▶

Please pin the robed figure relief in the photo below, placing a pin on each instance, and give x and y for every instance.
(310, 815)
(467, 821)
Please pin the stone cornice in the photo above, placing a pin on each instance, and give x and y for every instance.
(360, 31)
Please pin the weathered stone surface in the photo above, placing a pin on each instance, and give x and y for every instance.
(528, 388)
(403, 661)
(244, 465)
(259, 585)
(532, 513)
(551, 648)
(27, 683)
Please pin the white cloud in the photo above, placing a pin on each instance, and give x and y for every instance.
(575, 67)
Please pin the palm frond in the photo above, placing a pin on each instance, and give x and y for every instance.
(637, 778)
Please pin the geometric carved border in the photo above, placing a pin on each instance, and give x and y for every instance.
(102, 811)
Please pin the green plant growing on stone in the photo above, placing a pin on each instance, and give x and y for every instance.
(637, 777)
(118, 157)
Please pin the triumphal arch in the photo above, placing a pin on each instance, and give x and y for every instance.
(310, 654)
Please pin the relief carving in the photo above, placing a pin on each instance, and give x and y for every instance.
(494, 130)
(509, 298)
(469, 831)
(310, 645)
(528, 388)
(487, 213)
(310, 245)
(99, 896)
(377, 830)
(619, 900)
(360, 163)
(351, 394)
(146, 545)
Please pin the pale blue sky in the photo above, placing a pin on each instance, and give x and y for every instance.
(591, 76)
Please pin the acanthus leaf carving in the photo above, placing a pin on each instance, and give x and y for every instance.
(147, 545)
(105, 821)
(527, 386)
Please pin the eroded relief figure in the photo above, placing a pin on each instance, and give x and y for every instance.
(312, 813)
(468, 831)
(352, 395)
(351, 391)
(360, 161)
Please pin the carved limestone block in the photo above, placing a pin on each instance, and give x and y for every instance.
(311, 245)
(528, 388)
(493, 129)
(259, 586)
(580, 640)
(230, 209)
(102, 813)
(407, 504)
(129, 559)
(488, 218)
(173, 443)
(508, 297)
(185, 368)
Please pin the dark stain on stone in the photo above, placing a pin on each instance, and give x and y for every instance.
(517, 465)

◀

Work instructions - Format every line of the entries above as a JSON list of strings, one string per line, leaving out blank lines.

The solution -
[
  "Please pin the robed figure relief in the photo below, placing a pin on each instance, and give x and y for every instance.",
  "(310, 815)",
  "(467, 821)",
  "Please pin the stone cornice in the photo above, placing a pin on each instance, and give x and y for every instance.",
  "(360, 31)",
  "Please pin the weathered stone surface in the photo above, placing a pin on each instance, and give x and y for every instance.",
  "(528, 388)",
  "(403, 661)",
  "(244, 465)",
  "(259, 585)",
  "(532, 513)",
  "(551, 648)",
  "(27, 683)",
  "Please pin the white cloud in the photo above, placing a pin on each instance, and give x and y for every instance.",
  "(575, 67)",
  "Please pin the palm frond in the photo above, placing a pin on each instance, and give x and y for every instance.",
  "(637, 778)",
  "Please pin the geometric carved border in the photo above, placing a pin on each instance, and give x and y for every instance.",
  "(102, 811)",
  "Please pin the green plant growing on stone in the photo above, placing a pin on each instance, and give x and y for every instance.",
  "(637, 777)",
  "(118, 157)",
  "Please pin the triumphal arch in the photo above, placing a pin on each instance, and give x and y for every instance.",
  "(310, 654)",
  "Please pin the relief carving in the photo above, placing a pin on each instance, and give x and y for every instance.",
  "(494, 130)",
  "(509, 298)",
  "(469, 831)",
  "(310, 645)",
  "(528, 388)",
  "(487, 213)",
  "(310, 245)",
  "(99, 896)",
  "(377, 830)",
  "(619, 900)",
  "(360, 163)",
  "(351, 394)",
  "(146, 545)",
  "Please pin the pale blue sky in the photo above, placing a pin on each instance, and give x and y for every instance.",
  "(591, 76)",
  "Please pin the acanthus leaf carving in the photo above, placing a pin on each instance, and give x and y for every instance.",
  "(147, 545)",
  "(105, 821)",
  "(527, 386)",
  "Please pin the eroded relief figure in the photo above, placing a pin on each instance, and give x and y for every instance.",
  "(312, 813)",
  "(468, 831)",
  "(352, 395)",
  "(351, 391)",
  "(360, 161)",
  "Please pin the carved limestone block in the photo above, placing a pin on each instance, and give x and y for every instance.",
  "(311, 245)",
  "(528, 388)",
  "(493, 129)",
  "(259, 586)",
  "(580, 640)",
  "(230, 209)",
  "(102, 813)",
  "(407, 504)",
  "(129, 559)",
  "(488, 218)",
  "(173, 443)",
  "(508, 297)",
  "(185, 368)",
  "Please pin the dark stain on stone in the photo above, placing a pin on each instance, and give x and y for every instance.",
  "(517, 465)"
]